Rows from a dataset
=-=-=

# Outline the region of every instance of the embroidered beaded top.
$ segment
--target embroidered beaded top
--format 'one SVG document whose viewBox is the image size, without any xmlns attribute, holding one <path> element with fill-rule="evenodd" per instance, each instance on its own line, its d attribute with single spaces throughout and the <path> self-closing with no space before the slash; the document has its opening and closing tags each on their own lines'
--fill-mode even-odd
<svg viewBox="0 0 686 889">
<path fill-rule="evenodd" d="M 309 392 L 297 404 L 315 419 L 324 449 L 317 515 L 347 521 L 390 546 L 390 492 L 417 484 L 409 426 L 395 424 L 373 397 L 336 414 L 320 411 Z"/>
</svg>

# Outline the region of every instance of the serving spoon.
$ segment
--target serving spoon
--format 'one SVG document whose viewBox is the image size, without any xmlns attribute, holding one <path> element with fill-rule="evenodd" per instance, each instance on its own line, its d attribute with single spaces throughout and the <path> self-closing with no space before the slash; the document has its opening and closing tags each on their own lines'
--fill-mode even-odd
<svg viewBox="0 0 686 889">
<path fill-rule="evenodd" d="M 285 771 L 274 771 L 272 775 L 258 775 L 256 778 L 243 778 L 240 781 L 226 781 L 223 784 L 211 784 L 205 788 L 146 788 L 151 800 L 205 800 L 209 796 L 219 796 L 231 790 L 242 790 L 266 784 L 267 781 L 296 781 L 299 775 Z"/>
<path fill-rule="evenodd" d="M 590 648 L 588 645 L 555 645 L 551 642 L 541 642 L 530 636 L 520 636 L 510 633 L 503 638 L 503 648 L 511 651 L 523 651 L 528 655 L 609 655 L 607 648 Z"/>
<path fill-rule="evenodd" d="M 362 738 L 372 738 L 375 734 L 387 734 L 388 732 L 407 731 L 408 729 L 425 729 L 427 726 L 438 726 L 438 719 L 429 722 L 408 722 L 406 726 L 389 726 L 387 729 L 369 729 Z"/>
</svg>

=-=-=

▸ Written exercise
Please rename "serving spoon" to "ladle" everywhere in the material above, and reproduce every line with nothing else altered.

▸ Correct output
# Outline the region of every instance of the embroidered beaded top.
$ segment
--target embroidered beaded top
--format 'one SVG document whose viewBox is the image size, without any xmlns attribute, holding one <path> element with fill-rule="evenodd" per instance, each instance on its own line, its d attribute with single spaces throughout and the <path> self-closing with no space before the slash; the document has its opening and closing tags each on their own lines'
--fill-mode even-odd
<svg viewBox="0 0 686 889">
<path fill-rule="evenodd" d="M 309 392 L 297 404 L 315 419 L 324 449 L 317 515 L 347 521 L 390 546 L 390 492 L 417 484 L 409 426 L 395 424 L 373 397 L 336 414 L 320 411 Z"/>
</svg>

# Outline the region of every instance of the ladle.
$ segment
--target ladle
--format 'one SVG document whose viewBox is the image size, without any xmlns attribute, holding one <path> element with fill-rule="evenodd" per instance, each instance on its own line, its d attribute with single spaces throughout and the <path> self-closing with no space before the slash; the document has its opening and closing tags each on their own lines'
--fill-mode even-odd
<svg viewBox="0 0 686 889">
<path fill-rule="evenodd" d="M 285 771 L 274 771 L 272 775 L 258 775 L 256 778 L 243 778 L 240 781 L 226 781 L 223 784 L 211 784 L 205 788 L 146 788 L 151 800 L 205 800 L 209 796 L 219 796 L 231 790 L 242 790 L 266 784 L 267 781 L 296 781 L 299 775 Z"/>
<path fill-rule="evenodd" d="M 590 648 L 588 645 L 555 645 L 551 642 L 541 642 L 530 636 L 520 636 L 510 633 L 503 638 L 503 648 L 511 651 L 523 651 L 528 655 L 609 655 L 607 648 Z"/>
<path fill-rule="evenodd" d="M 362 738 L 372 738 L 375 734 L 387 734 L 388 732 L 407 731 L 408 729 L 425 729 L 427 726 L 438 726 L 438 719 L 429 722 L 408 722 L 406 726 L 389 726 L 387 729 L 369 729 Z"/>
</svg>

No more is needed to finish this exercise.